■ EXERCISE GOAL
Please find every line in the entries below that contains the string "archivolt", and copy it.

(Point-per-instance localization data)
★ ★ ★ ★

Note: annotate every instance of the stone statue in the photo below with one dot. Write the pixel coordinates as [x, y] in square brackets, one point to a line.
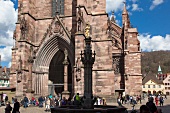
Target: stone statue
[66, 54]
[87, 30]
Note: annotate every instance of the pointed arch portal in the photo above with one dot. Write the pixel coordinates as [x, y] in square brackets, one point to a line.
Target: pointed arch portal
[49, 60]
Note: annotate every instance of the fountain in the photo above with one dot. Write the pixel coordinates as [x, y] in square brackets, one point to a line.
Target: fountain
[88, 58]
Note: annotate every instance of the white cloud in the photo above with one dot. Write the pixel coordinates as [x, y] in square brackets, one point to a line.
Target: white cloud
[135, 7]
[114, 5]
[149, 43]
[155, 3]
[8, 18]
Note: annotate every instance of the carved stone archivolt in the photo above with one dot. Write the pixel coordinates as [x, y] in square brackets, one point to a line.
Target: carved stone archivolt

★ ★ ★ ★

■ TASK RESULT
Note: annotate every instance of the carved stone archivolt in the photo above with one dot. Write the pixel coordinates as [x, y] in square brackets, one point to a line.
Target: carved stone archivolt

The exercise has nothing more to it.